> [TEXTO PARA REVISIÓN]

· · ·

Ahora que parece que a todo el mundo le ha dado por hablar de su sexo, de la clase de género a la que se considera adscrito y a sus preferencias más íntimas, me ha parecido conveniente hablar de un tema que hasta ahora siempre se ha llevado en secreto, como las hemorroides. Me refiero a la próstata.
El mero hecho de pronunciar en
voz alta esa palabra hacía que tu interlocutor frunciera el ceño, se sintiera
incómodo y en algunos casos, hasta algo escandalizado. Hablar de las
interioridades de uno y hacerlo en público, siempre ha estado muy mal visto.
Pero, claro, ahora se habla de tantas interioridades que, de hecho, no hacerlo
de la próstata podría ser calificado de ultra ortodoxo. Ahora ya sólo hay dos
categorías para todo: o eres progresista o de ultraderecha.
Hace ya muchos años le pregunté a
mi urólogo de entonces para qué servía la próstata. Su respuesta me dejó algo
desconcertado: “para nada”, me dijo; “para dar la lata”, apostilló. El caso es
que opiniones más o menos autorizadas aparte, el cáncer de próstata entre los
hombres tiene una relevancia y unas consecuencias nada desdeñables y por eso,
es imprescindible prestar a dicho asunto la atención que se merece. Y yo lo
hago desde hace muchos años.
Creo que fue la primera vez que
acudí al especialista, o si no, de las primeras veces. Fue en el Clínico de
Madrid. Todo el hospital estaba abarrotado. Los pasillos por los que circulaban
pacientes y profesionales, las salas de espera de las diversas consultas, la
cafetería.

· · ·

> [SECCIÓN DE DATOS]

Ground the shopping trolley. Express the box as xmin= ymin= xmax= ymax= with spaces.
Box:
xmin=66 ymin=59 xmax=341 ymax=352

· · ·

> [INSTRUCCIONES DE TRABAJO]
a. Determina si cada afirmación concuerda con el texto sobre la próstata, respondiendo sí o no y citando literalmente las palabras del texto que lo deciden. (i) El urólogo contestó que la próstata no servía para nada. (ii) La visita al especialista tuvo lugar en un hospital de Barcelona. (iii) El hospital estaba casi vacío.
b. Prosigue el texto sobre la próstata a partir de su última frase.

> [RESULTADOS POR TAREA]
a.
(i) Sí: «Su respuesta me dejó algo desconcertado: “para nada”, me dijo».
(ii) No: «Fue en el Clínico de Madrid».
(iii) No: «Todo el hospital estaba abarrotado».

b.
Nada más entrar en la consulta de
mi médico me topé con la primera e importante sorpresa: mi urólogo era una
uróloga. En ese instante empecé a comprender mejor a las pacientes de
ginecología atendidas por un ginecólogo.
Al traspasar el umbral de la
consulta la doctora me alargó un formulario, una especie de cuestionario con el
que se intentaba identificar aquellos aspectos que más y mejor definen el
posible problema con la próstata. Mientras iba repasando las diferentes
cuestiones del documento, hicieron su entrada tres jóvenes ataviadas con sus
correspondientes batas blancas y su nombre en el bolsillo superior, lo que me
hizo sospechar que eran estudiantes – todas ellas del género femenino - que
estaban a cargo de la doctora. Fue entonces cuando me di cuenta de que la hoja
que sostenía con mi mano derecha, comenzó a temblar levemente.
La doctora me preguntó si
reconocía los síntomas descritos en el formulario que me había pasado y le
respondí que sí, que todos ellos. A continuación, se volvió hacia sus
estudiantes y mantuvo una breve charla técnica de nos segundos. Eso fue justo
antes de que se pusiera un guante de goma, me mirase a los ojos y me dijera con
una media sonrisa:
- Ahora es cuando viene la parte desagradable de
este asunto. Bájese el pantalón, vuélvase y apoye los codos en esa camilla.
La imagen que me vino a la mente
en ese instante fue la de estar en la lavandería de la prisión de Alcatraz a
punto de ser brutalmente agredido por una manada de sociópatas salidos.
Lo del tacto rectal, en realidad,
no fue tan desagradable como había imaginado. Lo peor de todo, fue la humillación
de mostrar mis partes más desprotegidas a las estudiantes, en una posición de
entrega y sumisión absoluta.
Después de la auscultación, tanto
las estudiantes como yo mismo, intentamos mantener la compostura. A mí me
costaba mirarlas a la cara y ellas hacían lo propio. Ellas intentaban
aguantarse la risa y yo escondía mi vergüenza. Supongo que en su caso la imagen
que prevalecía era la de mi trasero expuesto, lo que sin duda ayudaba al
escarnio y la mofa. Es el precio que hay que pagar por no tener el culito de
Brad Pitt o Mel Gibson.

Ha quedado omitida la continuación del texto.